[Instrucciones de trabajo]
a – Imprime del texto sobre el profesor Ferguson todo lo que va desde "Tuvo que dejar" hasta "los seres humanos.", sin cambiar nada.
b – Según el texto sobre el profesor Ferguson, ¿en qué institución trabajaba el grupo de científicos que él dirigía?

[Texto de origen]
* * * * * * *
El profesor Ferguson fue el epidemiólogo que convenció a Boris Johnson de que poner a Inglaterra en cuarentena era lo más recomendable frente al virus. Era el jefe de un grupo de hombres de ciencia que en el Colegio Imperial de Londres modelaban el desarrollo de la pandemia y llevaron al confinamiento de la ciudad.

Tuvo que dejar su puesto: su pareja, con la que no convivía, lo visitó en dos ocasiones, contraviniendo el mensaje central de la estrategia, que es que cada individuo se queda en su casa. Así, un científico reconocido por su rigor, compromiso con el trabajo y un asiduo entrevistado en los medios de comunicación se vio envuelto en las contradicciones que suelen asolar a los seres humanos.
* * * * * * *
[Extractos de datos]
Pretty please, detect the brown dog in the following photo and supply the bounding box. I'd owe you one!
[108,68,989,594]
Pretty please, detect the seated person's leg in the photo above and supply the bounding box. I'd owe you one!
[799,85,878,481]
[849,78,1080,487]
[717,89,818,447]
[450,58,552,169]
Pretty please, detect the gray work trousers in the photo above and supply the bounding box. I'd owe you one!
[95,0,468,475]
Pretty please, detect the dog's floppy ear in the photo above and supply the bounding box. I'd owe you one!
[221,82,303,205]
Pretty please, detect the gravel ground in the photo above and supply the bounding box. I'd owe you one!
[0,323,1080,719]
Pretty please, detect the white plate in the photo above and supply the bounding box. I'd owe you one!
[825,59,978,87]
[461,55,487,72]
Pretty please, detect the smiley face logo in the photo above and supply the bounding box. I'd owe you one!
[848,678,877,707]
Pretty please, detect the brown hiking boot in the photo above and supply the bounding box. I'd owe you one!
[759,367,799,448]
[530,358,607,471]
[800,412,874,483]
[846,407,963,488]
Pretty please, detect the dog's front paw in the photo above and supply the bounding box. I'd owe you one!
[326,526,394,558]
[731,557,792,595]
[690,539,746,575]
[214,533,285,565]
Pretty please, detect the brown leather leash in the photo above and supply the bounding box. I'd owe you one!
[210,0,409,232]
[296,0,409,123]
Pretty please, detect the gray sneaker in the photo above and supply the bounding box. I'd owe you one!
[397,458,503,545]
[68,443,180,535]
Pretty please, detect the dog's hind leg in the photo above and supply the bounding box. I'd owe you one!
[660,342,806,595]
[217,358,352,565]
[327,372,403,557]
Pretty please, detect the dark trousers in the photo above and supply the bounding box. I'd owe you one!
* * * * * * *
[Respuestas por número]
a –
Tuvo que dejar su puesto: su pareja, con la que no convivía, lo visitó en dos ocasiones, contraviniendo el mensaje central de la estrategia, que es que cada individuo se queda en su casa. Así, un científico reconocido por su rigor, compromiso con el trabajo y un asiduo entrevistado en los medios de comunicación se vio envuelto en las contradicciones que suelen asolar a los seres humanos.

b – En el Colegio Imperial de Londres.